Work task: Without the images, reproduce every entry exactly.

** Entries supplied follows **

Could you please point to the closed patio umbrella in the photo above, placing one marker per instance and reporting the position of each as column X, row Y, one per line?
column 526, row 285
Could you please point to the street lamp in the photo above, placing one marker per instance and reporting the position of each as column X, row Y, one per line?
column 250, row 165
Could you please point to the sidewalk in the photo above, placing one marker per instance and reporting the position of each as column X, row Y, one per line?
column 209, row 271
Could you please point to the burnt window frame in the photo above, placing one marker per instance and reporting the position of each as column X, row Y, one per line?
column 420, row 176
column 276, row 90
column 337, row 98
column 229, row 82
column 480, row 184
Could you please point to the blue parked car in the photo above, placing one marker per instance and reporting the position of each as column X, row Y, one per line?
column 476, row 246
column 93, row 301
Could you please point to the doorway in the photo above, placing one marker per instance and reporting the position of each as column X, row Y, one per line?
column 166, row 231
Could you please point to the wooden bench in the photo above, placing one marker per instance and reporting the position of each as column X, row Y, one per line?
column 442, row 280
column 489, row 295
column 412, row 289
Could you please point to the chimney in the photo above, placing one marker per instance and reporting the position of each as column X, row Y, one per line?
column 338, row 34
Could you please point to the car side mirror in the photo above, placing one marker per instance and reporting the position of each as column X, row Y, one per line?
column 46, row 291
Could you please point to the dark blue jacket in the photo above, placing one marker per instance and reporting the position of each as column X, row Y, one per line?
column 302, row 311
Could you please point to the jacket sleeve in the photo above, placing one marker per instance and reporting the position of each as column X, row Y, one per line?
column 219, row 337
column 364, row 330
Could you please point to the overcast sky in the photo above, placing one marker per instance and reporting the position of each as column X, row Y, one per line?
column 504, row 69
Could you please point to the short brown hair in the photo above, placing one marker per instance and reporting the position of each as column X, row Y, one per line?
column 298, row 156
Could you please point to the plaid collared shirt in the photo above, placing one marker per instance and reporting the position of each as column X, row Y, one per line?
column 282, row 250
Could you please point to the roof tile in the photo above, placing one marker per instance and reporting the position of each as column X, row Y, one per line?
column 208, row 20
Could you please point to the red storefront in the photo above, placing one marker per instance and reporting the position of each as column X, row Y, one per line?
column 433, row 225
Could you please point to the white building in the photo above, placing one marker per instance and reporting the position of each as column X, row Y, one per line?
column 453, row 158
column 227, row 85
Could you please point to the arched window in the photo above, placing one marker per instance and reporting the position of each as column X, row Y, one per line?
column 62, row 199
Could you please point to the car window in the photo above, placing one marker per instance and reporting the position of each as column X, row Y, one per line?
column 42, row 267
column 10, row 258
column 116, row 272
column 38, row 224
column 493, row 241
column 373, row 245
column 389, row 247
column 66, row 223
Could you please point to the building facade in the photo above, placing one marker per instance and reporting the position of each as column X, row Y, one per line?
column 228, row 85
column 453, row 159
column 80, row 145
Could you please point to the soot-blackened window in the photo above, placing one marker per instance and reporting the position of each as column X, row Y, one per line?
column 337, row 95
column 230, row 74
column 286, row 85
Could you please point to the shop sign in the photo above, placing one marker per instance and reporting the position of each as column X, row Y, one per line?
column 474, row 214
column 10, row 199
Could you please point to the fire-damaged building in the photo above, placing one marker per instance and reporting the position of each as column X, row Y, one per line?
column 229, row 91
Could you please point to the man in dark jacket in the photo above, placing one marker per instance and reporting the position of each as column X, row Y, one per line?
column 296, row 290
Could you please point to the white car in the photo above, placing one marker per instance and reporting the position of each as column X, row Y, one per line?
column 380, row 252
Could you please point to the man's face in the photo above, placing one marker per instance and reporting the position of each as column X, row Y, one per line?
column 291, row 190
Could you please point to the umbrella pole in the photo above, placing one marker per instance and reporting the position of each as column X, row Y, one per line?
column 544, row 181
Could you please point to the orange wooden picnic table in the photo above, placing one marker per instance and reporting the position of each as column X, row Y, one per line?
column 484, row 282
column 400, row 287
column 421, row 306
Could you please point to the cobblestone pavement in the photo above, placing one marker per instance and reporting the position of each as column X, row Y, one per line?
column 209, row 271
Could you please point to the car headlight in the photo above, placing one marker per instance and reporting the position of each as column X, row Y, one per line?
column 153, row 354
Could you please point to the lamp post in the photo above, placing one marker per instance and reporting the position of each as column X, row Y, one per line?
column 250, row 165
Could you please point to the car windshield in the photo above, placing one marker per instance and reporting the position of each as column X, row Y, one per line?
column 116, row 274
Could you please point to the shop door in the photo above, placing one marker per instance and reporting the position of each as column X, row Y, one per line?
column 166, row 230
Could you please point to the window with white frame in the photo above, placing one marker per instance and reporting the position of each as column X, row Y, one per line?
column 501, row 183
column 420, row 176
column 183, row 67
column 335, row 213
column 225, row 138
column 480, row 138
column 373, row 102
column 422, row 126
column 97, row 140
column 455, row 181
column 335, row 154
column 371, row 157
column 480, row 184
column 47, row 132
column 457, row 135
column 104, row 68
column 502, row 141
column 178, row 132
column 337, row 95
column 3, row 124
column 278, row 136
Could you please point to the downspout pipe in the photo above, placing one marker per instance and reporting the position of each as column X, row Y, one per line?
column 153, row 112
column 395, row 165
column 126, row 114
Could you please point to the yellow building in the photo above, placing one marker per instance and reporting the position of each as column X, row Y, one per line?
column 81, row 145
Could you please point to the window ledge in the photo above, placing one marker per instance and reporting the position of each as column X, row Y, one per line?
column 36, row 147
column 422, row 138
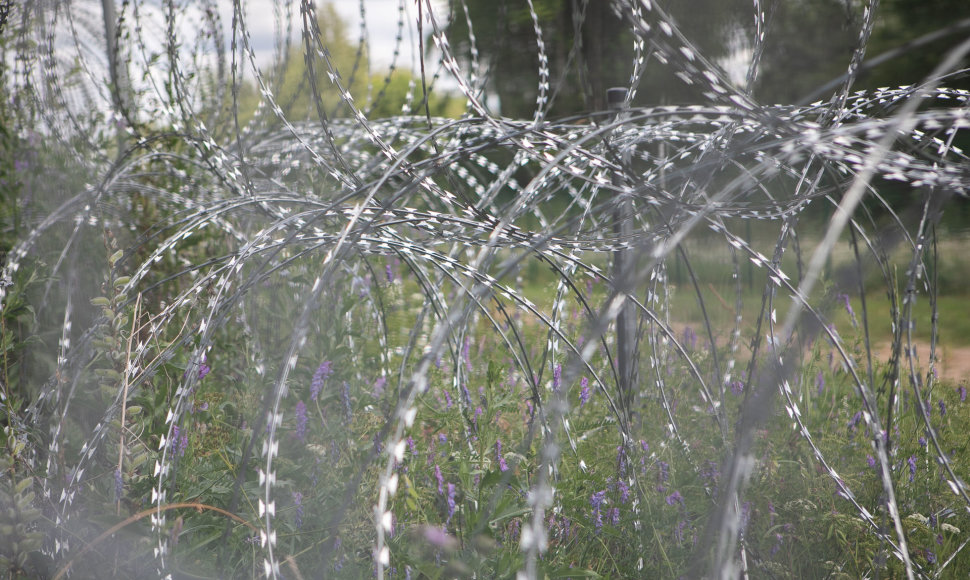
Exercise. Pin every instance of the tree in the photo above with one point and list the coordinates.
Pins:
(582, 66)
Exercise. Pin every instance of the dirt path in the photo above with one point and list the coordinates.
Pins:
(953, 362)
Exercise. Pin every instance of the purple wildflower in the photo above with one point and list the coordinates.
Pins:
(690, 338)
(175, 438)
(465, 354)
(440, 478)
(183, 444)
(624, 490)
(119, 485)
(451, 502)
(502, 466)
(854, 421)
(319, 377)
(301, 421)
(621, 460)
(848, 308)
(596, 502)
(345, 397)
(298, 514)
(203, 368)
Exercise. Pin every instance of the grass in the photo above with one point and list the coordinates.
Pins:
(389, 347)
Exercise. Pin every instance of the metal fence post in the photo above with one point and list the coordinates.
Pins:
(623, 266)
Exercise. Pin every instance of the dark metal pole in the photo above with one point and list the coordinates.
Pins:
(119, 80)
(623, 265)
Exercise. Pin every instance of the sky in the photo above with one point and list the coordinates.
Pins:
(381, 16)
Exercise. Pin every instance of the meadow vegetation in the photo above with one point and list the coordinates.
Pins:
(285, 328)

** End of Entries supplied **

Response area:
Could you please point to the closed patio umbrella in the photo above, placing one marker per instance and reporting the position of each as column X, row Y, one per line?
column 526, row 285
Could you please point to the street lamp in the photo above, placing one marker per instance and reporting the position of each as column X, row Y, one per line?
column 250, row 165
Could you please point to the sidewalk in the photo above, placing one marker per instance and reporting the position of each as column X, row Y, one per line?
column 209, row 271
Could you please point to the burnt window frame in the photo above, placing one marker per instance and reporting the position of each as column X, row Y, one per line?
column 420, row 176
column 276, row 90
column 337, row 98
column 229, row 82
column 480, row 184
Could you please point to the blue parked car in the photo above, placing one marker per instance and reporting the position of each as column X, row Y, one per line?
column 476, row 246
column 93, row 301
Could you please point to the doorway in the photo above, placing one marker per instance and reporting the position of each as column X, row Y, one per line?
column 166, row 231
Could you please point to the wooden bench in the photo above, placing one marker per instance and reporting the position of each as column X, row Y, one per line?
column 442, row 280
column 489, row 295
column 412, row 289
Could you please point to the chimney in the photo above, placing one marker per instance and reporting the position of each as column X, row Y, one per line?
column 338, row 34
Could you please point to the car side mirror in the photo above, placing one marker per instance and reporting the position of each as column X, row Y, one per line?
column 46, row 291
Could you please point to the dark blue jacket in the photo above, placing one marker per instance and reporting the position of each as column X, row Y, one per line?
column 302, row 311
Could you please point to the jacket sleeve in the photo above, placing one marker per instance and reporting the position of each as column X, row Y, one per line?
column 219, row 337
column 364, row 330
Could you please point to the overcast sky in the photo above, placing one marker per instance and reporting the position of each as column X, row Y, one per line?
column 504, row 69
Could you please point to the short brown hair in the photo above, placing one marker per instance and reporting the position of each as column X, row Y, one per line?
column 298, row 156
Could you please point to the plaid collared shirt in the photo above, placing one marker per instance and reporting the position of each as column X, row Y, one per line?
column 282, row 250
Could you please point to the roof tile in the photo above, placing one marker per instance and reporting the position of each as column X, row Y, one per line?
column 208, row 20
Could you please point to the red storefront in the photo above, placing one marker per instance and reporting the position of each as column X, row Y, one per line?
column 433, row 225
Could you please point to the white building in the photo above, placing one marker per instance and reporting the position of each as column X, row Y, one per line?
column 453, row 158
column 227, row 85
Could you please point to the arched window in the photo above, placing one marker per instance and reporting the position of each as column X, row Y, one per line?
column 62, row 199
Could you please point to the car window in the photo above, placing one marker per instance and reporting the position of each as column X, row Y, one per line?
column 42, row 267
column 10, row 258
column 116, row 272
column 38, row 224
column 493, row 241
column 373, row 245
column 389, row 247
column 66, row 223
Could you please point to the building facade in the photo above, placing one marker per instance and reporting the position of each as column X, row Y, one per line?
column 228, row 85
column 453, row 159
column 80, row 145
Could you please point to the soot-blackened window in the photo above, placing one marker per instance and reporting the position of each as column X, row Y, one per line?
column 337, row 95
column 230, row 74
column 286, row 85
Could you please point to the shop sign in the photo above, placing one marker per instance and reporting the position of each as column X, row Y, one per line?
column 474, row 214
column 10, row 199
Could you please point to the fire-damaged building in the photo above, placing one marker per instance and reporting the position of each as column X, row Y, one per line?
column 229, row 91
Could you please point to the man in dark jacket in the photo above, placing one marker per instance and reporting the position of each as column X, row Y, one per line?
column 296, row 290
Could you please point to the white car in the photo above, placing one marker per instance and reporting the position of each as column X, row Y, one per line?
column 380, row 252
Could you please point to the man's face in the photo above, placing one marker per instance and reporting the position of each as column X, row Y, one per line?
column 291, row 190
Could you please point to the umbrella pole in the photo above, placing one marker per instance and reporting the position of each as column X, row Y, one per line?
column 544, row 181
Could you please point to the orange wooden picnic table in the photo above, placing one marker per instance and reporting the position of each as column X, row Y, one per line?
column 484, row 282
column 400, row 287
column 421, row 306
Could you please point to the cobblestone pavement in the photo above, placing one marker per instance and reporting the position of each as column X, row Y, one per line?
column 209, row 271
Could you please point to the car headlight in the photo above, placing one marker per instance and reporting the position of each as column X, row Y, one per line?
column 153, row 354
Could you please point to the lamp post in the photo above, placing one marker per instance and reporting the position of each as column X, row Y, one per line?
column 250, row 165
Could you please point to the car windshield in the photo above, placing one marker per instance and reporting the position of each as column X, row Y, one per line?
column 116, row 274
Could you please point to the shop door in the photo above, placing one marker per instance and reporting the position of each as column X, row Y, one per line?
column 166, row 230
Could you please point to the window with white frame in the photo above, placing one marker per instance and reporting the position of each as column X, row Y, one per line?
column 501, row 183
column 420, row 176
column 183, row 67
column 335, row 213
column 225, row 138
column 480, row 138
column 373, row 102
column 422, row 126
column 97, row 140
column 455, row 181
column 335, row 154
column 371, row 157
column 480, row 184
column 47, row 132
column 457, row 135
column 104, row 68
column 502, row 141
column 178, row 132
column 337, row 95
column 3, row 124
column 278, row 136
Could you please point to the downspout pipe in the photo above, placing one marker per instance and reporting the position of each as column X, row Y, one per line?
column 153, row 112
column 395, row 165
column 126, row 114
Could you please point to the yellow building in the photo above, placing one marker per instance and reporting the position of each as column X, row Y, one per line?
column 81, row 145
Could you please point to the window ledge in the photo above, placing one marker per instance and reporting the position of each as column X, row Y, one per line?
column 36, row 147
column 422, row 138
Exercise. Pin every instance of the tree in the photo above with one point and list the coordinates.
Pins:
(582, 66)
Exercise. Pin every instance of the dirt path in the photo above with one point and list the coordinates.
Pins:
(953, 362)
Exercise. Pin every instance of the purple wildflower in the photo above with one point and list the coordinates.
Pins:
(690, 338)
(175, 438)
(465, 354)
(440, 478)
(183, 444)
(624, 490)
(119, 485)
(451, 502)
(502, 466)
(854, 421)
(319, 377)
(301, 421)
(621, 460)
(848, 308)
(596, 502)
(345, 397)
(298, 514)
(203, 368)
Exercise. Pin every instance of the grass in the photo above with one point and list the coordinates.
Pins:
(389, 347)
Exercise. Pin every instance of the metal fence post in the photo above with one point and list the coordinates.
Pins:
(623, 266)
Exercise. Pin every instance of the dark metal pole in the photo above with one point and list the coordinates.
Pins:
(119, 80)
(623, 265)
Exercise. Pin every instance of the sky in the photo above with one point and list the coordinates.
Pins:
(381, 16)
Exercise. Pin every instance of the meadow vegetation in the photo above with one point and list the coordinates.
Pins:
(285, 328)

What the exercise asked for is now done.